_Stated goal_
Reproduce verbatim the portion of the records starting at the line containing "segment: <item>sandal</item>" and ending at the line containing "M456 281L455 289L468", with both of those lines included and nothing else.

_Input_
⟨

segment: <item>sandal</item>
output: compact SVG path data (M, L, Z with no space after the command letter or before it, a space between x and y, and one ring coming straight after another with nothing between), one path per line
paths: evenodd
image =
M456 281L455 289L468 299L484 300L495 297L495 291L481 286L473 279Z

⟩
⟨

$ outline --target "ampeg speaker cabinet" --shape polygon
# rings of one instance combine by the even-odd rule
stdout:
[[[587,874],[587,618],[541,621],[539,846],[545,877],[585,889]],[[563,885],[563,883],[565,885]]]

⟩
⟨

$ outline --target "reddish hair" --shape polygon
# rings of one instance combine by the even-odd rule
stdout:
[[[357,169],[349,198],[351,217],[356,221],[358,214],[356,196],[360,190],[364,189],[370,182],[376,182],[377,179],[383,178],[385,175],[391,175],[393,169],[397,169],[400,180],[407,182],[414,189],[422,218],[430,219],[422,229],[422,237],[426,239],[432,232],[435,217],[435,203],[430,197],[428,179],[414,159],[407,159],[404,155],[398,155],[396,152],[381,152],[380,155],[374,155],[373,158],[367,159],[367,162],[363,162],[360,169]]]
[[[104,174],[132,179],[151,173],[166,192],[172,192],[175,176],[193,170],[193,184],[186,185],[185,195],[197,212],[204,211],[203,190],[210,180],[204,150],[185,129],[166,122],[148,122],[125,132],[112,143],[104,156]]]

⟩

_Answer to the exercise_
segment: <item>sandal</item>
output: compact SVG path data (M, L, Z with no space after the command letter or before it, a space between x and y, and one ring coming straight after another with nothing between), one path per line
paths: evenodd
image =
M456 281L455 289L468 299L484 300L495 297L495 291L481 286L473 279Z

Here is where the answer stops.